### Passage to read:
-=-=-
The British-born Swedish princess whose secret 33-year romance with her royal husband became Sweden’s best-known love story, died on Sunday at the age of 97, the Swedish Royal Court said.
Princess Lilian was the commoner wife of Prince Bertil, who died in 1997. They met and fell in love in London during World War II, but had to keep their relationship secret for decades for the sake of the crown and to avoid a constitutional crisis.
“It is with sorrow that I have learnt that H.R.H. [Her Royal Highness] Princess Lilian is dead,” Swedish Prime Minister Fredrik Reinfeldt said in a statement.
The court said in a statement that the princess, born Lillian Davies to a working-class family in Swansea, Wales, in August 1915, died peacefully in her sleep at her home in Stockholm.
Local media said members of the royal family had managed to say their farewells before she died.
Lilian, a divorcee, and Prince Bertil had to keep their love secret as Bertil’s elder brother and heir to the throne, Prince Gustaf Adolf, had died in a plane crash in 1947 while the next-in-line, Sigvard, waived his right to the throne by marrying a commoner.
That left Bertil next in line until his infant nephew Crown Prince Carl Gustaf came of age. If Prince Bertil had married a commoner, he would have had to renounce his right to the throne, probably sparking a constitutional crisis.
It was not until after the crown prince became king in 1973 and married a few years later that Prince Bertil and Lilian could get married themselves and appear in public.
The prince had a house in the south of France and that was where the couple were most relaxed in the times before they could officially become a couple.
After Prince Bertil died, Lilian carried out many ceremonial duties close to his heart, particularly those linked with sport. She wrote a book about their life in 2000, including the pain she felt at not being able to accompany her partner on official duties. She dropped out of the public eye after the court said in 2010 that she had Alzheimer’s disease.
-=-=-
### Raw data:

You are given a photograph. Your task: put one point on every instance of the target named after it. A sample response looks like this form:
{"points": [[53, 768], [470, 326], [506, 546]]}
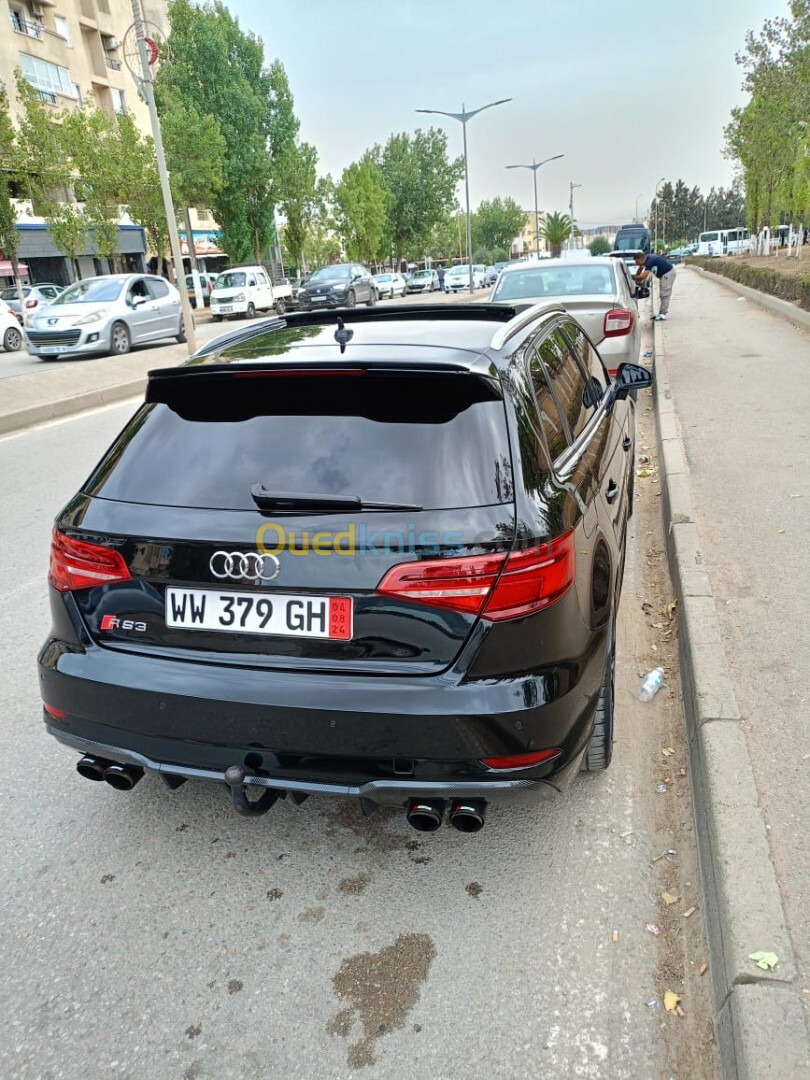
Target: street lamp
-=-=-
### Activity:
Reproduce word for word the part of the article about Princess Lilian that runs from "Local media said" to "marrying a commoner.".

### Exercise answer:
Local media said members of the royal family had managed to say their farewells before she died.
Lilian, a divorcee, and Prince Bertil had to keep their love secret as Bertil’s elder brother and heir to the throne, Prince Gustaf Adolf, had died in a plane crash in 1947 while the next-in-line, Sigvard, waived his right to the throne by marrying a commoner.